[BEGIN Information supplied]

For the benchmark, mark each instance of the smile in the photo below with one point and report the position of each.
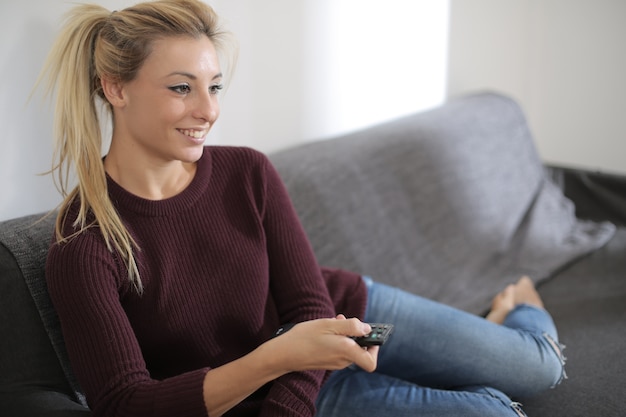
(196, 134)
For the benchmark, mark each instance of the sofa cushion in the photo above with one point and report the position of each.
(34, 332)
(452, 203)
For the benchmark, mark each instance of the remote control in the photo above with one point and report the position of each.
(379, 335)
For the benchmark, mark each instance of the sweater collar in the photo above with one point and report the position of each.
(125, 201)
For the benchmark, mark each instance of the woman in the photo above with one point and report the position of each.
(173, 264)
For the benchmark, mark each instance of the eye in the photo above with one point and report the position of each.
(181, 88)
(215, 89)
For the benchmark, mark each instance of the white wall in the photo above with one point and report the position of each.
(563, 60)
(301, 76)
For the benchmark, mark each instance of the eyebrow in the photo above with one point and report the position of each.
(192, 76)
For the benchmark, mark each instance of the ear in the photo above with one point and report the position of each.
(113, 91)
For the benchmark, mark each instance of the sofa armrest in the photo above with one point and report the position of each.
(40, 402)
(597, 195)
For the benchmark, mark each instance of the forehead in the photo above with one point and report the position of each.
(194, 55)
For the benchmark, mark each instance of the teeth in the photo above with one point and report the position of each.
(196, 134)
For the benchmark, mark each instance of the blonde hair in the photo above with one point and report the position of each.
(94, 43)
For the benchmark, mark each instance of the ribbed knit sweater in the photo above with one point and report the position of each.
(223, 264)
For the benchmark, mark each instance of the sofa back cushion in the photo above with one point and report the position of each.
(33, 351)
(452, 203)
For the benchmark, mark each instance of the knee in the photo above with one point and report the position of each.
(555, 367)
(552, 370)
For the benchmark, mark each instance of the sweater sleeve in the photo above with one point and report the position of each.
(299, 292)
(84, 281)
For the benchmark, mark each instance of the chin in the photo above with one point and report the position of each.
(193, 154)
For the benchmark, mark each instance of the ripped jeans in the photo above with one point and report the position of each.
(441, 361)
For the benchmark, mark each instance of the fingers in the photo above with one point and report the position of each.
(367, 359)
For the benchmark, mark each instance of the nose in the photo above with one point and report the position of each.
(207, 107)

[END Information supplied]
[BEGIN Information supplied]

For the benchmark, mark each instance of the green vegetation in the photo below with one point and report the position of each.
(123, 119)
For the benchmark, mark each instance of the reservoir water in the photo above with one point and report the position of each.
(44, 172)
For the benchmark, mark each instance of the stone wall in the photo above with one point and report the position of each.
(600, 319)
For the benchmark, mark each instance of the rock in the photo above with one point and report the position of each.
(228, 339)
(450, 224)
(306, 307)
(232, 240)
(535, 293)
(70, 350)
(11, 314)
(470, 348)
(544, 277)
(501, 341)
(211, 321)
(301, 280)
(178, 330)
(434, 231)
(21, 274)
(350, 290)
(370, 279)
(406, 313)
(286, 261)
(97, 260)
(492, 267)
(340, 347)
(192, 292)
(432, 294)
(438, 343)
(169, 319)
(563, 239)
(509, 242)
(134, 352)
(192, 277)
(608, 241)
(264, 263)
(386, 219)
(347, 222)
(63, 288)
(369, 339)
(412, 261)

[END Information supplied]

== Task directions ==
Count the rows above that contain the word "below" and reply with the number alone.

== Final answer ==
2